Page text -
Tool	Recall	Precision	F1
Tenki	0.69	0.30	0.42
Devin	0.36	0.47	0.41
Cursor	0.32	0.51	0.39
CodeRabbit	0.29	0.25	0.27
Greptile	0.36	0.16	0.22
Copilot	0.25	0.19	0.21
Graphite	0.03	0.50	0.06

F1 is the right metric because it punishes both failure modes. A reviewer that catches every bug by commenting on every line gets a brutal precision penalty. A reviewer that comments rarely but is always right gets a brutal recall penalty. The harmonic mean does not let you trade one against the other linearly: a 0.9 precision and a 0.3 recall gives you an F1 around 0.45, not 0.6. The metric forces both numbers to be respectable.

Tasks to complete -
1. Answer these from the tool comparison text:
(a) Which tool has the highest recall, and what is that value?
(b) What F1 score does Graphite have?
(c) According to the paragraph, roughly what F1 results from a precision of 0.9 and a recall of 0.3?
2. Copy the tool comparison text word for word, from "F1 is the right" up to and including "to be respectable.".
Answer from the tool comparison text only.

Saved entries
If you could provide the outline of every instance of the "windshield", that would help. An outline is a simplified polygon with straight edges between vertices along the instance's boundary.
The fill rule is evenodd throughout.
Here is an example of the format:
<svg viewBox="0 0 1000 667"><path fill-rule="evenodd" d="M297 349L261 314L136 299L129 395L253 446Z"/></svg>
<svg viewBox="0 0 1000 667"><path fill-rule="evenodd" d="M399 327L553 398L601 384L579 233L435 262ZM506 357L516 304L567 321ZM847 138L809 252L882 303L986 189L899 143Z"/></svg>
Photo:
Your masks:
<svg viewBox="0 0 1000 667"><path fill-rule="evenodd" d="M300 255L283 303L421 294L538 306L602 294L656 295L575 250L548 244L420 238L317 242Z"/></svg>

Exercise responses -
1.
(a) Tenki, with a recall of 0.69.
(b) 0.06.
(c) Around 0.45, not 0.6.

2.
F1 is the right metric because it punishes both failure modes. A reviewer that catches every bug by commenting on every line gets a brutal precision penalty. A reviewer that comments rarely but is always right gets a brutal recall penalty. The harmonic mean does not let you trade one against the other linearly: a 0.9 precision and a 0.3 recall gives you an F1 around 0.45, not 0.6. The metric forces both numbers to be respectable.